* _EXERCISE PROMPT_:
Filter the data for "below" and copy matching lines.

(Natural language region descriptions)
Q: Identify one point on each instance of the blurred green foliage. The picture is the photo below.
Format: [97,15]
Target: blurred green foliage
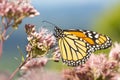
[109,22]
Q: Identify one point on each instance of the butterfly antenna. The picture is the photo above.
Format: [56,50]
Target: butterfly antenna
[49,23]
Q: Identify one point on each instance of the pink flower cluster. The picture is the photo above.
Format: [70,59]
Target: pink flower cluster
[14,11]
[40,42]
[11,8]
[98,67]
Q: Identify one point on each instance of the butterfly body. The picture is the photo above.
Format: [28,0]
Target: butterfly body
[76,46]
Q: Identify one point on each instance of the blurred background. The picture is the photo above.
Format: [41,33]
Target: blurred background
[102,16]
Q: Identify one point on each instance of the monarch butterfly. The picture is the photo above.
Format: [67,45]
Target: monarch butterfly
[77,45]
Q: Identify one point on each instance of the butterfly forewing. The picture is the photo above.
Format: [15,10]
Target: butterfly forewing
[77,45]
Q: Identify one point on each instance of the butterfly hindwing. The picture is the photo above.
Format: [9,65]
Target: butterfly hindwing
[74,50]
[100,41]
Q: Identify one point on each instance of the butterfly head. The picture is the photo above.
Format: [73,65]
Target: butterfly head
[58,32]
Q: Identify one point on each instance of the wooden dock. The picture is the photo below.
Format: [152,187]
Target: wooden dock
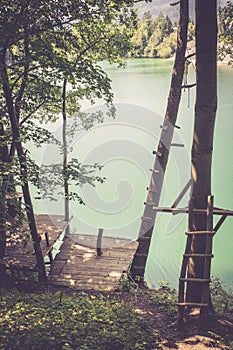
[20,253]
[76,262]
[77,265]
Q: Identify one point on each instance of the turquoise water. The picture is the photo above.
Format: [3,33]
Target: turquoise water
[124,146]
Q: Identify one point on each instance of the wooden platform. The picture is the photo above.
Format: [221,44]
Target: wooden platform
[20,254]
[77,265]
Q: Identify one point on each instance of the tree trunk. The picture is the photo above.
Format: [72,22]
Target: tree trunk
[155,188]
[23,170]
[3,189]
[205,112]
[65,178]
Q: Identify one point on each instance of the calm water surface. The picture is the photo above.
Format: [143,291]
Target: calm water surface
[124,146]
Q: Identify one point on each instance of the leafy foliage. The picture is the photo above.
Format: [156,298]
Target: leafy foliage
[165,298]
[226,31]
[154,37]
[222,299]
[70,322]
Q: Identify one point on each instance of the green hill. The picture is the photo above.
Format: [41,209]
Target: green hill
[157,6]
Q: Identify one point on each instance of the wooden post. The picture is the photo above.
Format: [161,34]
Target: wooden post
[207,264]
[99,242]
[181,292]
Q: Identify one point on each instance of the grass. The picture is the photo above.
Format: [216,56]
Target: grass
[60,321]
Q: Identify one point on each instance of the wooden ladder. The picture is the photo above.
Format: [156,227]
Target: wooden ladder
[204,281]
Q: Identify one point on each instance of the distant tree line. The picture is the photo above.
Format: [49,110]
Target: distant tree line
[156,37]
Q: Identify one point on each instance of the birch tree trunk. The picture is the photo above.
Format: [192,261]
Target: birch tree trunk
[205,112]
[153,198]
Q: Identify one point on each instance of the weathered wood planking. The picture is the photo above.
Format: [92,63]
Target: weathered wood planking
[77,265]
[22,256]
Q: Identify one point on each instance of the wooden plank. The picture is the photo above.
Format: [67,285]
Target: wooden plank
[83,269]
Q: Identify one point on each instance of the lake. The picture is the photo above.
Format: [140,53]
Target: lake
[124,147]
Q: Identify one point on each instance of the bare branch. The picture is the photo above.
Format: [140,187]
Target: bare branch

* _ANSWER SECTION_:
Q: Identify one point on each instance of the blurred green foliage. The picture is the photo below.
Q: Identify one point on each instance of the wooden dock. The picture is the photo below.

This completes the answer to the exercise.